TEXT SHOWN =
I’m always giving my consulting clients assignments: Read this book. Listen to these interviews. Watch this movie. Could they be more accurately called “prescriptions”? The sessions in and of themselves are a bit therapeutic in nature, but the object of the therapy is just writing. Writing can be daunting, though, and I remember when it daunted me. A large part of why I might be taking in so much culture might be so that I can give good prescriptions, but it’s also simply because it’s what I like to pay attention to and I like to think along with other people who do the same.

Whether you complete the assignments is up to you, but from my own workshops and visits to classes and talks, I can tell that people are seeking cultural guidance and are desperate for a way into deep attention. 

There are no shortcuts here. Attention is a muscle, like any other, and I’ve been working on my own lately by going through my Criterion Collection list rather than easing into television in the late evenings. I’m reading more mentally strenuous or lengthy books by the chapter, morning by morning. I’m checking the news only in the morning and evening; print magazines are a scrolling substitute at the dog park. I’m listening to podcasts and the occasional audiobook while I walk Benny. I’m putting on WFUV on Fridays, to listen to the music someone else has chosen.

I’m making ritual of my attention and by doing so, I’m strengthening it. My attention was always ritual when I was younger, every new magazine or book or movie or album a holy object to be pored over until I knew the liner notes and jacket copy and casts and mastheads by heart. Every political crisis sucks people back into the corporate apps ever deeper, though, and there is reason for this: It’s a way to share information and resources, to get money to those who need it. 

But it’s also a drain, a way of removing us from the world, and it suggests to us that our attention, if placed elsewhere, is being misused. This is false and unhealthy, and it takes strength to reject. There’s a dance here, and we have to be conscious of it; if there’s one thing the corporate apps hate, it’s your consciousness and care and cravings for depth. As the writer P.E. Moskowitz recently asked in Mental Hellth: “Is your reliance on discourse a sign that you are intellectually under-stimulated?” Algorithmic corporate social media benefits from that under-stimulation by getting us hopped up on stressful or soothing input, depending on what it thinks will keep us using them longer.

EXCERPTED DATA =
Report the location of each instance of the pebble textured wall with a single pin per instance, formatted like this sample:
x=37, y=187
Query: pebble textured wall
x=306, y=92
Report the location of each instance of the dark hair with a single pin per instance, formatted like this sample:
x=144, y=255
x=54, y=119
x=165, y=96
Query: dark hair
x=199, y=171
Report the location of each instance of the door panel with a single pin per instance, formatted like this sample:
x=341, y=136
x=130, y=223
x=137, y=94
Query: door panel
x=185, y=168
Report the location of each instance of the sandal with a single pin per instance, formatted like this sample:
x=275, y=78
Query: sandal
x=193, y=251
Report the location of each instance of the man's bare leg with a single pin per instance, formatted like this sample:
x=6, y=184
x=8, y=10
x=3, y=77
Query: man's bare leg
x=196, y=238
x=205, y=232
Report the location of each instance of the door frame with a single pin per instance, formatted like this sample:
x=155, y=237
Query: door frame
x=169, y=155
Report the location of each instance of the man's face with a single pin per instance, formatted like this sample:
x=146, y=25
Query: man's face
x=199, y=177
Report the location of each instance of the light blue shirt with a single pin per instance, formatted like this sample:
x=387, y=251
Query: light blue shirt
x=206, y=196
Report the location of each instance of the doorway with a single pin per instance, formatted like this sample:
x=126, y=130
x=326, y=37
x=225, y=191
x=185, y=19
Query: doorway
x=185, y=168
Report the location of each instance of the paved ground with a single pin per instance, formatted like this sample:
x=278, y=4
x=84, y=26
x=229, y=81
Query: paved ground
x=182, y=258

--

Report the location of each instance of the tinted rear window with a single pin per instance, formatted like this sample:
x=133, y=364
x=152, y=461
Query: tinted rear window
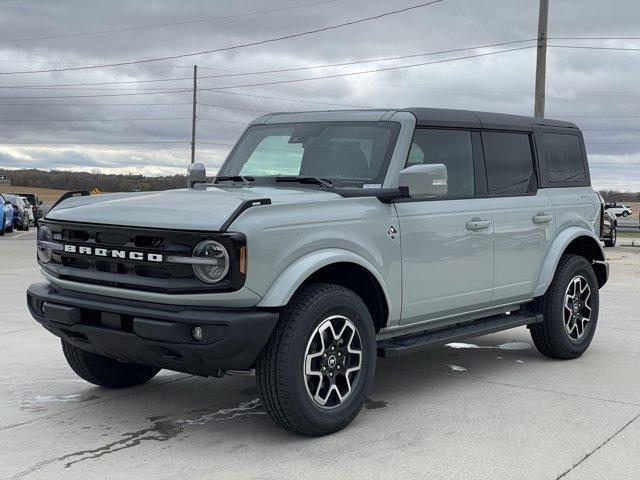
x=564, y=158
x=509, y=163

---

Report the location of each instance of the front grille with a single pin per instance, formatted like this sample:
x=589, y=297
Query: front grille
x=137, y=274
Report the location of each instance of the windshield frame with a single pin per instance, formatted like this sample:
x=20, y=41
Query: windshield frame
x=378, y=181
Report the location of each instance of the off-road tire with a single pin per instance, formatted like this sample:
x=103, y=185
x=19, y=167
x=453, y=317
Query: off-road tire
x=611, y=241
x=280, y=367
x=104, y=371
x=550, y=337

ASSIGNED TASK =
Continue the text above about building attention through cultural habits, starting right after its final sentence.

RESPONSE =
The Food Essay 7 p.m. EST sessions begin in March. It will be five weeks of close reading, discussion, and considering how to approach different types of essays in our work. I’ve added Newsletter Workshop 2.0 and The Self-Edit Workshop sessions in February, and you can bundle them. One-on-one editorial consulting is available, as well.

When I think about attention as a ritual, I remember when I had a job I hated on Long Island right after college—one I’d drive to in my 2006 Scion xA, and occasionally I’d sit in my car before work listening to Democracy Now! on WBAI and cry about war, police brutality, and the general miserable conditions of the world. When Roberto Bolaño’s 2666 came out, I started to take the train a short distance so that I could have more time to read it, and doing this got me into town really early, and I’d go get a breakfast at the bagel shop and eat it relaxed and my brain would feel so much different, so much more expansive. It’s the high I’ve been seeking ever since, losing it and gaining it back over and over. It’s the high that taught me I hate cars. It’s the high that first let me know that in whichever pockets of time I could take control of my attention, I had to do so. 

Someone once asked me how I knew how to take care of myself so well, which was really a question about how I knew what to pay attention to, and I think the answer is the same when people ask me how I do research or what I read or why I write, and it’s in this instinct I had to take the train to work in the suburbs when I was 22 so that I could pay attention to a long book and eat an unhurried breakfast. Sometimes the meaning of your life is revealed just like that.

Life is, though, of course, a balance of crying at the state of things and enjoying our breakfast. In between, we figure out what to do. Ideally with a deep breath.